* **Texto da página**
- - -

O Presidente ucraniano, Volodymyr Zelensky, afirmou que está preparado para terminar a guerra na Ucrânia em troca da adesão à NATO, mesmo que a Rússia não devolva imediatamente os territórios apreendidos.
Em entrevista à estação televisiva britânica Sky News, o Presidente ucraniano explicou que a adesão à NATO (Organização do Tratado do Atlântico-Norte, bloco de defesa ocidental) teria de ser oferecida às partes não-ocupadas do país para pôr fim à “fase quente da guerra”, desde que o próprio convite da NATO reconhecesse as fronteiras internacionalmente reconhecidas da Ucrânia.
Zelensky sugeriu que seria possível alcançar um acordo de cessar-fogo se o território ucraniano que Kiev controla fosse colocado “sob a alçada da NATO”, o que lhe permitiria negociar a devolução do restante território posteriormente, “de forma diplomática”, parecendo aceitar que as zonas ocupadas do leste da Ucrânia ficassem, por enquanto, fora desse acordo.
Foi esta a resposta do chefe de Estado ucraniano quando inquirido sobre notícias divulgadas pela comunicação social de que um dos planos do Presidente eleito dos Estados Unidos, Donald Trump, para pôr fim à guerra poderá ser a cedência, por parte de Kiev, à Rússia dos territórios que Moscovo lhe tomou, em troca da adesão da Ucrânia à NATO.
“Se quisermos pôr fim à fase quente da guerra, temos de colocar sob a alçada da NATO o território da Ucrânia que temos sob o nosso controlo”, afirmou.
“Temos de o fazer rapidamente. E depois, quanto aos territórios [ocupados] da Ucrânia, a Ucrânia pode recuperá-los de forma diplomática”, acrescentou.
Segundo Zelensky, é necessário um cessar-fogo para “garantir que [o Presidente russo, Vladimir] Putin não voltará” para tomar mais território ucraniano, e a NATO deve proteger “imediatamente” a parte da Ucrânia que continua sob o controlo de Kiev, algo de que a Ucrânia “necessita muito”.
“Caso contrário, ele [Putin] voltará”, sustentou.
Inquirido sobre o que pensa sobre o Presidente eleito dos Estados Unidos, que tomará posse em janeiro, Zelensky declarou: “Temos de trabalhar com o novo Presidente” para “obter o maior apoio”.
“Quero trabalhar diretamente com ele, porque existem diversas vozes de pessoas à sua volta. E é por isso que precisamos de não permitir que ninguém em volta destrua a nossa comunicação [porque] isso não seria útil, seria destrutivo”, sublinhou.
“Temos de tentar encontrar um novo modelo. Quero partilhar ideias com ele e quero ouvi-lo”, insistiu.
Questionado sobre se já tinha falado com Trump, Zelensky disse que os dois falaram em setembro, quando esteve em Nova Iorque: “Tivemos uma conversa. Foi muito calorosa, boa, construtiva. Foi uma reunião muito boa e foi um primeiro passo importante – agora temos de preparar algumas reuniões”.
Esta é a primeira vez que o Presidente da Ucrânia menciona um acordo de cessar-fogo que incluiria controlo russo de parte do território ucraniano.

- - -

* **Trabalho pedido**
**A)** No texto sobre a entrevista de Zelensky à Sky News, explique, em uma a três frases, porque é que ele quer trabalhar diretamente com Donald Trump.
**B)** Prolongue o texto sobre a entrevista de Zelensky à Sky News a partir da sua última frase.
As linhas que se seguem não têm qualquer relação com o texto da página.

* **Segmento de dados**

- - -

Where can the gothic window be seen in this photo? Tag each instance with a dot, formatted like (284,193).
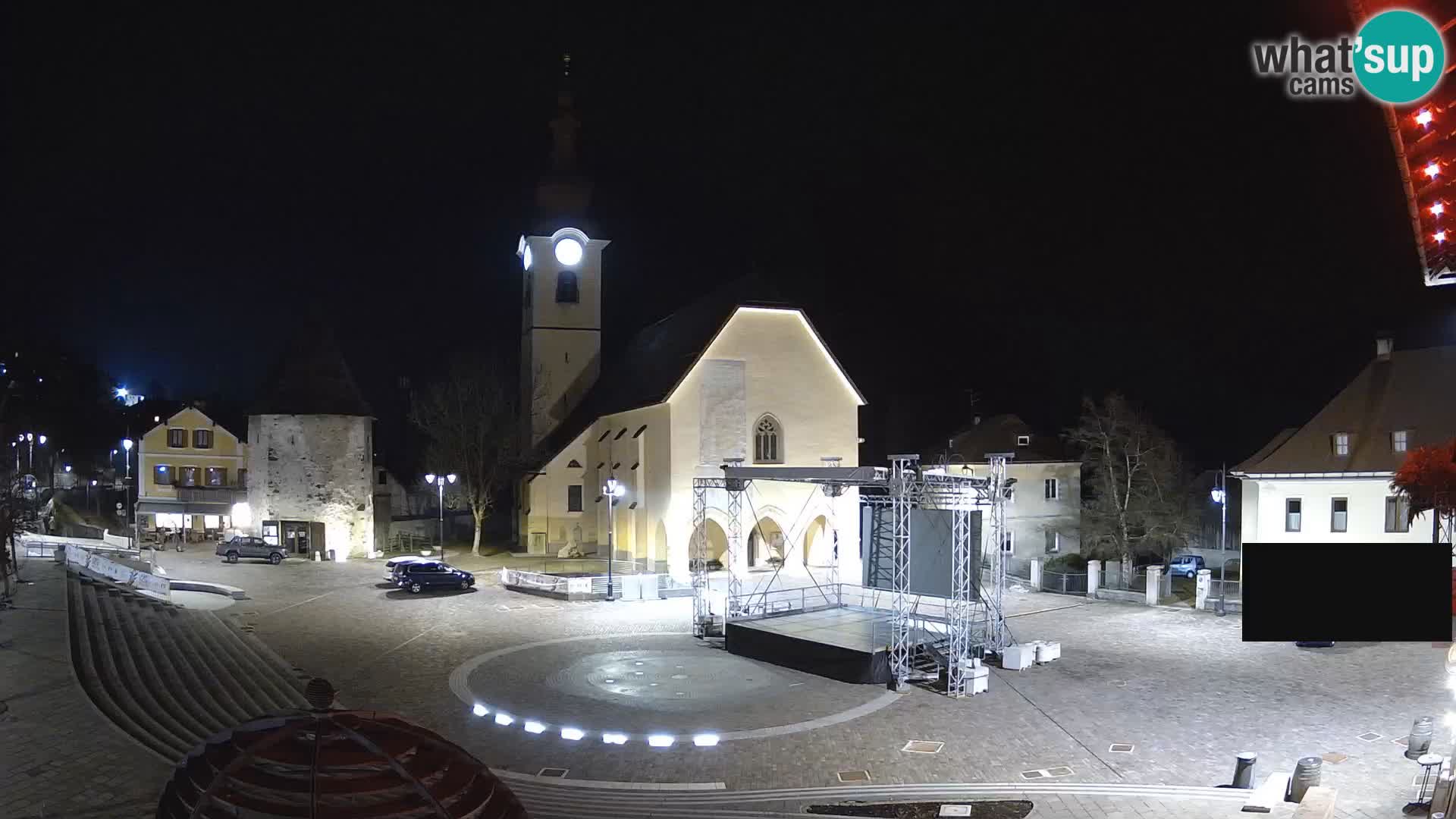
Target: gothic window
(767,441)
(566,290)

- - -

* **Respostas por tarefa**
**A)** Zelensky quer trabalhar diretamente com Trump porque existem diversas vozes de pessoas à volta do Presidente eleito. Por isso, considera necessário não permitir que ninguém em volta destrua a comunicação entre os dois, o que não seria útil, mas sim destrutivo.

**B)**
Durante todo o conflito, Zelensky nunca disse que cederia qualquer território ucraniano ocupado à Rússia – incluindo a Crimeia, que a Rússia ocupou em fevereiro de 2014 e anexou formalmente no mês seguinte.
Segundo explicou, tal medida não é permitida pela Constituição ucraniana, e a única forma de o fazer seria se a população dessas zonas concordasse com a secessão.
Anteriormente, o mais longe que tinha ido numa entrevista foi ao diário francês Le Monde, em julho deste ano, quando sugeriu que alguns territórios poderiam juntar-se à Rússia se votassem nesse sentido numa referendo livre e justo.
Mas disse que Kiev teria de voltar a ter o território sob o seu controlo para poder realizar tal votação.
Cerca de um quinto do território ucraniano continua sob controlo russo.
Em setembro de 2022, a Rússia declarou unilateralmente a anexação de áreas nas regiões ucranianas de Donetsk, Kherson, Lugansk e Zaporijia, na sequência de referendos que não foram internacionalmente reconhecidos como válidos.
A posição de Zelensky há muito que é a de que o território continua a ser ucraniano, que a ocupação russa do território é ilegal e que Kiev não cederá qualquer parte do seu território para obter um acordo de paz.
No início deste ano, apresentou um “plano de vitória” ao parlamento ucraniano, que incluía a recusa de ceder território e soberania da Ucrânia.
No entanto, Moscovo sugeriu que não desistirá de nenhum dos territórios que as suas forças ocupam em qualquer acordo de paz e argumentou que a cedência de território por parte de Kiev é uma condição prévia para se sentar à mesa de negociações.
Apesar da firme defesa ucraniana do seu território e das tentativas de contra-ataque desde o início da guerra, há mais de mil dias, as forças de Kiev têm estado em desvantagem nos últimos meses e a Rússia tem vindo a ganhar lentamente terreno no leste do país.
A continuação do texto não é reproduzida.